- **QUOTED PASSAGE**:
------
Acknowledging that a defendant does not have an absolute right to plead guilty, the COA agreed that the district judge (who shall remain nameless) abused his discretion by refusing to accept the plea without articulating "any reason, good or otherwise, for rejecting the defedant's request to plead nolo contendere." As a result, the conviction is reversed and remanded for further proceedings.
[Update: the state did not file a PR and the mandate issued on April 12, 2007]
We interpret the [Griffin v. Wisconsin, 483 U.S. 868, 875 (1987)] line of cases, based on "special need," as resting on the rehabilitative relationship between the parolee and the parole officer, and thus not extending to other law enforcement officers unless they are acting under the direction of the parole officer. We interpret the [United States v. Knights, 534 U.S. 112(2001) - Samson v. California, 126 S. Ct. 2193 (2006)] line of cases as resting on the parolee's diminished expectation of privacy stemming from his own parole agreement and the state regulations applicable to his case. As we shall see, neither rationale justifies the search in this case.
The Tenth Circuit held that the KDOC policy did not authorize search by any law enforcement officer (it only dealt with searches by parole officers) distinguishing this case from Samson, which involved a blanket agreement to allow searches by anyone. And the Tenth Circuit held that there was not reasonable suspicion of a parole violation. So the search was illegal.
This case is a nice treatise on parolee searches. I suspect KDOC would want to change its policy in reaction to this, but I wonder if there could be any liability issues stemming from a broad policy that would temper that reaction (i.e. some local Barney Fife engages in excessive force during a search authorized by a blanket KDOC policy--could that subject KDOC to liability?).
Here is FourthAmendment.com coverage of the case.
Monday, March 05, 2007
I think there must be a lot of these cases in Shawnee County. A little bird let me know that Scott Gesner won a suppression motion in December in State v. Carathers, ending another Shawnee County methamphetamine prosecution based on an improper extension of a proper traffic stop.
Be sure to let me know about these district court happenings. First, it is nice to show the world what a great job defenders are doing around the state. Second, we are arging a lot of Fourth Amendment cases right now and it is useful to me to have a better sense of what is happening around the state in cases I don't otherwise see. So just e-mail me when you get a good result!
Sunday, March 04, 2007
Although every witness, party, opposing counsel, and other participant in a trial is a victim and injured by such conduct, the ultimate victim is our system of justice itself. Respect for the rule of law and our system of administering it depend upon public trust and confidence, whether it is in civil or criminal cases. Historically fundamental to that system has been the concept that individuals and corporations are tried (civilly or criminally) for their acts and not for simply who they are (or are alleged to be). It is tragic that the common observation of laymen is that it is just lawyers being lawyers.
Although courts cannot provide the sole solution, when one asks what courts have done to stem this behavior, the answer too often is "precious little." Judges and lawyers and sometimes both decry this behavior and urge some answer. Judges criticize lawyers for their behavior. Lawyers criticize judges for tolerating it or for not taking firm actions to stop it. Appellate courts frequently play their role as well by finding no abuse of discretion or no prejudice, or by describing as a tactical decision defense counsel's failure to object, without admitting that counsel may not be willing to object where there is little chance of it being sustained or of any meaningful relief being granted on appeal. All who participate in the trial of a case are reminded, just as the prosecutor is reminded by the comment to Rule 4-3.8, that juries are to decide cases on the evidence presented - not appeals to unreasoned emotion or name-calling.
------
- **DATASET ENTRIES**:

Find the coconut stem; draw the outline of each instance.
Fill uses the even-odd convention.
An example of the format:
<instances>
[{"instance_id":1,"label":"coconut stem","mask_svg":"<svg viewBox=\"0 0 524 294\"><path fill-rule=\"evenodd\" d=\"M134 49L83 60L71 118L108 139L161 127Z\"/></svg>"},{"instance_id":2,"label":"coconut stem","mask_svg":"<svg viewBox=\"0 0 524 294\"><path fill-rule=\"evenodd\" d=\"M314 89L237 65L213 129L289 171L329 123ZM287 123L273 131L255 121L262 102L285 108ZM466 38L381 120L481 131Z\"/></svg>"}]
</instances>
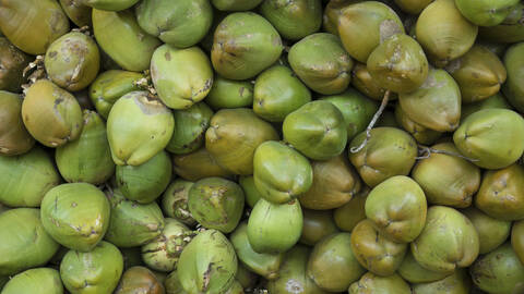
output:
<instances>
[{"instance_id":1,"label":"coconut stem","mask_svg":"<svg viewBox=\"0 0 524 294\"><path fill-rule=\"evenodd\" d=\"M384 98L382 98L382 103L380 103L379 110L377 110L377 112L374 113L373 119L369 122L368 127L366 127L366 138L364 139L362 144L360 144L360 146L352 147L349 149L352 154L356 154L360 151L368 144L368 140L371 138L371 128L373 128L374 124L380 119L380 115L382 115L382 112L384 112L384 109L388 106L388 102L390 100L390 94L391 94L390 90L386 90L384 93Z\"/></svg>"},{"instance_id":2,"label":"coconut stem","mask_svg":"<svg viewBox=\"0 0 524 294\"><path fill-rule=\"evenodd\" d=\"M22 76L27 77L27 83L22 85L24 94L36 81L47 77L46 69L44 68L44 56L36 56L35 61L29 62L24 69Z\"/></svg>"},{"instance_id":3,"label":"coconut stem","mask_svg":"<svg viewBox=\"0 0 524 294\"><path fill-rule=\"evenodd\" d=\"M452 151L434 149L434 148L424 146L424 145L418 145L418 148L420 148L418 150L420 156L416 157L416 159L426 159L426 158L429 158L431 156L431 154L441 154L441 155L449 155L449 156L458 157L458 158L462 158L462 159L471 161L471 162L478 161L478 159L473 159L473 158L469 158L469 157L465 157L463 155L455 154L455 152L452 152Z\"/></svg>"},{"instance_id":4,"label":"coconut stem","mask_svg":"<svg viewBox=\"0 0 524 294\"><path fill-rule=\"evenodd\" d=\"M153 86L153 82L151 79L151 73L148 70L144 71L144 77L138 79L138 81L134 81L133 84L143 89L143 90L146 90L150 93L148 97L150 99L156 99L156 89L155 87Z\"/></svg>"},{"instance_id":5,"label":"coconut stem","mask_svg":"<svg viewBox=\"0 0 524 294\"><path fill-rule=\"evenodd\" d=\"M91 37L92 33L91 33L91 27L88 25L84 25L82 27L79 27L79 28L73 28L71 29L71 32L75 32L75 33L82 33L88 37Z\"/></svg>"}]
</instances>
------
- **EXERCISES**:
1 – Answer each question from the blog excerpt.
(a) On what date did the mandate issue?
(b) Who won a suppression motion in State v. Carathers?
(c) The comment to which rule reminds the prosecutor that juries decide cases on the evidence?
2 – Copy the part of the blog excerpt between "The Tenth Circuit held that the KDOC" and "search was illegal.", inclusive.
3 – Say whether each statement agrees with the blog excerpt. Give yes or no, and quote the words that decide it.
(a) The state filed a PR before the mandate issued.
(b) The Tenth Circuit found no reasonable suspicion of a parole violation.
(c) Samson involved an agreement that allowed searches only by parole officers.
The records aren't needed for any of this.

- **SOLUTION SET**:
1 –
(a) April 12, 2007
(b) Scott Gesner
(c) Rule 4-3.8

2 –
The Tenth Circuit held that the KDOC policy did not authorize search by any law enforcement officer (it only dealt with searches by parole officers) distinguishing this case from Samson, which involved a blanket agreement to allow searches by anyone. And the Tenth Circuit held that there was not reasonable suspicion of a parole violation. So the search was illegal.

3 –
(a) No: "the state did not file a PR"
(b) Yes: "there was not reasonable suspicion of a parole violation"
(c) No: "which involved a blanket agreement to allow searches by anyone"